>> start PAGE EXTRACT

Ontario Court Of Appeal Speaks To Policyholder Rights On An Insurance Company Demutualization

On May 22, 2014, the Ontario Court of Appeal released its decision in Mandeville v The Manufacturers Life Insurance Company, a unanimous decision of Gillese, Blair and Strathy, JJA., written by Gillese JA. In the decision, the Court determined that the defendant/ respondent ("Manulife") was not negligent in failing to protect the right to demutualization benefits of certain class action plaintiff participating policyholders of Manulife when their policies were transferred to another insurer prior to Manulife's demutualization. Given the imminent release of Regulations permitting the demutualization of federally incorporated property and casualty insurance companies ("P&C Companies"), what this decision has to say about the nature of a mutual policyholder's ownership interests, and the duty of care of an insurer to protect such interests, becomes increasingly important.

>> end PAGE EXTRACT
>> start ITEMS

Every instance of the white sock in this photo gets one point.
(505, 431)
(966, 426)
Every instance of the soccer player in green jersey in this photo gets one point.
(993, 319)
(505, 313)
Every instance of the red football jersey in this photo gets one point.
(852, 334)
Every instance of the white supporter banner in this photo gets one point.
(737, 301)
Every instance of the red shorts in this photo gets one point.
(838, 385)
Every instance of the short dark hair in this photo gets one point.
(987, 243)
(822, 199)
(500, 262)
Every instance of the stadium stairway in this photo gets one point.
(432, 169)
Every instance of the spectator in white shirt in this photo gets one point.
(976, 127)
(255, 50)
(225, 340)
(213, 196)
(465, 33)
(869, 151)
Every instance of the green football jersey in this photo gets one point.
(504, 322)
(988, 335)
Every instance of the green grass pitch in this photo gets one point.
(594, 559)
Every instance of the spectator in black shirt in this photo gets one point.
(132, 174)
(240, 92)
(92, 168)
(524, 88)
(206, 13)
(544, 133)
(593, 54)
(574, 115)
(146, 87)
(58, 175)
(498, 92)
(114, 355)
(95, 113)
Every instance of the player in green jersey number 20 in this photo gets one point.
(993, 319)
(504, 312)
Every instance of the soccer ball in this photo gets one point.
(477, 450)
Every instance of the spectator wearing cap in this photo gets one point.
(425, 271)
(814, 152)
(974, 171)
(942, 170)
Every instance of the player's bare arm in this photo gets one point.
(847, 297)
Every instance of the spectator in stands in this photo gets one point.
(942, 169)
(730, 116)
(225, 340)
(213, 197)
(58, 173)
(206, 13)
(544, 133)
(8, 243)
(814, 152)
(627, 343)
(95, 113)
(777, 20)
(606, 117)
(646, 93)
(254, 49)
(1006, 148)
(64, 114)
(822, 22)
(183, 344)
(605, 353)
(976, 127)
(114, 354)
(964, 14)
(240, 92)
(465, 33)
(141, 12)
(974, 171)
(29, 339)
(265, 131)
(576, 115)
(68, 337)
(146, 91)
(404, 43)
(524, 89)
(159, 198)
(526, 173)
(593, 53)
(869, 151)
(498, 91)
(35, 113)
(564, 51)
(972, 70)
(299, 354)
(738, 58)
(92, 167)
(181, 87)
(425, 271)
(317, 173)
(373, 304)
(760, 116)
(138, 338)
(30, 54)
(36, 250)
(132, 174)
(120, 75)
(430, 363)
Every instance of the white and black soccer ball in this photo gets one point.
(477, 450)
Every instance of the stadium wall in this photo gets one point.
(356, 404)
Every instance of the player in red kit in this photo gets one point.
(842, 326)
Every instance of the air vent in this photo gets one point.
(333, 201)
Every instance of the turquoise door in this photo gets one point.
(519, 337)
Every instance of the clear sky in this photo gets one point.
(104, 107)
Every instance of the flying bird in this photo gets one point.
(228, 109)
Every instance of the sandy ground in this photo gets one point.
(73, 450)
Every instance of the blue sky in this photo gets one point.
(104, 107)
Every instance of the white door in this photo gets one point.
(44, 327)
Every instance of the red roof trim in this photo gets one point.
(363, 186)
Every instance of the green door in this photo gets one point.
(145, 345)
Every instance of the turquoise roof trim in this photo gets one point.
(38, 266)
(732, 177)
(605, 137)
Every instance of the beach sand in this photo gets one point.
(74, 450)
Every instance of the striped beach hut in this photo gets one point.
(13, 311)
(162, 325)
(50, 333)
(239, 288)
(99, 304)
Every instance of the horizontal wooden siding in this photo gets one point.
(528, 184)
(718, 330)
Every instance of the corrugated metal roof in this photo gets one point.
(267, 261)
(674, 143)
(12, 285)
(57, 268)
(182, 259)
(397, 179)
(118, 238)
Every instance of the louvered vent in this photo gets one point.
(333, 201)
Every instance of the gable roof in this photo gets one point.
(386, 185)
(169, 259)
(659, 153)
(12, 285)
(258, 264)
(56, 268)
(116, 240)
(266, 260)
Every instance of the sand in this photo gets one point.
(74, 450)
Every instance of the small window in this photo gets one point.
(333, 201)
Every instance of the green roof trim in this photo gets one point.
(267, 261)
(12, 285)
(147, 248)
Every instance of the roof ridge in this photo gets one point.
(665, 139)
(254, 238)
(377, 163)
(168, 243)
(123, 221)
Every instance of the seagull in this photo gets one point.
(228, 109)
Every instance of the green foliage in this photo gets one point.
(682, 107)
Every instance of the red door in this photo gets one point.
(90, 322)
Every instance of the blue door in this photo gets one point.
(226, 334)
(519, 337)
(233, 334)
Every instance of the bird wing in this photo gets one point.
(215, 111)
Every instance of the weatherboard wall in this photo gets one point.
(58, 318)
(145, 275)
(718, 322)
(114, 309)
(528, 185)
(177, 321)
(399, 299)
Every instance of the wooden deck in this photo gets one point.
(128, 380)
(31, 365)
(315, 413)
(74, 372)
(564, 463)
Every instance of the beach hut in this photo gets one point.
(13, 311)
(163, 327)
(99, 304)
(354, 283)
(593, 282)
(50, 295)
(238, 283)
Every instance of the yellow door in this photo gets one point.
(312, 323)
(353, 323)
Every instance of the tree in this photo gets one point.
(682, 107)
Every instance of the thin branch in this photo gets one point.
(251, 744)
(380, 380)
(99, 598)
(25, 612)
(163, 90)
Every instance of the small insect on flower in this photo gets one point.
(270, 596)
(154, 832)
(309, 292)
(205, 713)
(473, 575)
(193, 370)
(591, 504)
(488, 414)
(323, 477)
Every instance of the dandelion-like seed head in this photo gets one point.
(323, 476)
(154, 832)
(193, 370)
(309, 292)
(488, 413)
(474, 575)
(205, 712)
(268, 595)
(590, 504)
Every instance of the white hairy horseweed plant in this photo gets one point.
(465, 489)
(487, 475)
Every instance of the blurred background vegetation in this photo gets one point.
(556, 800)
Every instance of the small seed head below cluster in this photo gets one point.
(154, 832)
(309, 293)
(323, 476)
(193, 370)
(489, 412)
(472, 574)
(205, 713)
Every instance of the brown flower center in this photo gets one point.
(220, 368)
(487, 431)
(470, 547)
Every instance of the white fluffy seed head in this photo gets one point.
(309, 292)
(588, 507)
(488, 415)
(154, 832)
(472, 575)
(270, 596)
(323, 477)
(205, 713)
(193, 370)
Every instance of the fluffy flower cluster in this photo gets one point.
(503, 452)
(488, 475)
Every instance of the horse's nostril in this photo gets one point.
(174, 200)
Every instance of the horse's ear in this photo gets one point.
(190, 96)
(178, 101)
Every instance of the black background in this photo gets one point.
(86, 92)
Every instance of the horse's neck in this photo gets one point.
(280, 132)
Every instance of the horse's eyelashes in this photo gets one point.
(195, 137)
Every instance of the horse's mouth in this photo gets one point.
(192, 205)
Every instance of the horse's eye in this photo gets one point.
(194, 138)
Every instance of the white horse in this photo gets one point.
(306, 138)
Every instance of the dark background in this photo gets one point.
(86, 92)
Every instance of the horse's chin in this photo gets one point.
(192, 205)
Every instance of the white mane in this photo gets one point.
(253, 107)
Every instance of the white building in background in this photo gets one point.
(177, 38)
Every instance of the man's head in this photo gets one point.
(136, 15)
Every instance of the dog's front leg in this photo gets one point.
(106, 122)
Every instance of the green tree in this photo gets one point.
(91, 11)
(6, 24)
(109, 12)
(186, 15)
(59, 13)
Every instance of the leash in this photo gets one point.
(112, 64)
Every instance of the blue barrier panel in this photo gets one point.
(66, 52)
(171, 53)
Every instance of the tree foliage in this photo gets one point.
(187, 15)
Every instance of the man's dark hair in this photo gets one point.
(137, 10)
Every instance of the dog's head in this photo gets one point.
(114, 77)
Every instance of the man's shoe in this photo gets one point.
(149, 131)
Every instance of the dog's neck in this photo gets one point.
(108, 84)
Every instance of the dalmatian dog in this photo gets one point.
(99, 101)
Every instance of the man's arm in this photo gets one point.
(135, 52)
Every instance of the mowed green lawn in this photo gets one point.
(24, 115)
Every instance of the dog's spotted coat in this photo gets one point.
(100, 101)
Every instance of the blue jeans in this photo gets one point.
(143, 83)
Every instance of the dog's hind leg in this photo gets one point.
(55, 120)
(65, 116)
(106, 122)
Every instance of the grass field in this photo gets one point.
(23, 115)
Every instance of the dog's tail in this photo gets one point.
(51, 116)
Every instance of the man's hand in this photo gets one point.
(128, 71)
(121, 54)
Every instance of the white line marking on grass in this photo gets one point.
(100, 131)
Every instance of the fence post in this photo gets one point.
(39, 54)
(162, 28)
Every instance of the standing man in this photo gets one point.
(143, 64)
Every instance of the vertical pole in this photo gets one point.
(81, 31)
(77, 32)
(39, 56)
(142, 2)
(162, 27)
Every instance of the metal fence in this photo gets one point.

>> end ITEMS

→ **THE PROBLEM**
Continue the article on the Manulife demutualization ruling above, picking up after its last sentence.

→ **RESPONSE**
Insurance companies come in two basic ownership forms, stock companies, organized much like a standard business corporation and owned by their shareholders, and mutual companies. In a mutual company, there are no shareholders and a certain class or classes of policyholders (in life insurance companies, generally referred to as "participating policyholders", and in P&C Companies as "mutual policyholders") are conferred governance rights through a combination of contract rights (in the policy of insurance), the by-laws of the insurer, and statute (which may be federal or provincial, depending on where the insurance company is incorporated). These governance rights include the right to vote at policyholder meetings, and are accompanied by the possibility of receiving policy dividends (in the case of a life insurance company) or premium refunds or rebates (in the case of a P&C Company). In the case of a "demutualization" of the mutual company, policyholders are generally assumed to have the right to receive "demutualization benefits". Some mutual companies (both life insurers and P&C Companies) are "pure mutuals" meaning that all the policies that they issue are participating policies or mutual policies, having these governance and ownership rights. Other mutual companies also issue cash policies, possessing only a contract right to insurance, but no governance or ownership rights.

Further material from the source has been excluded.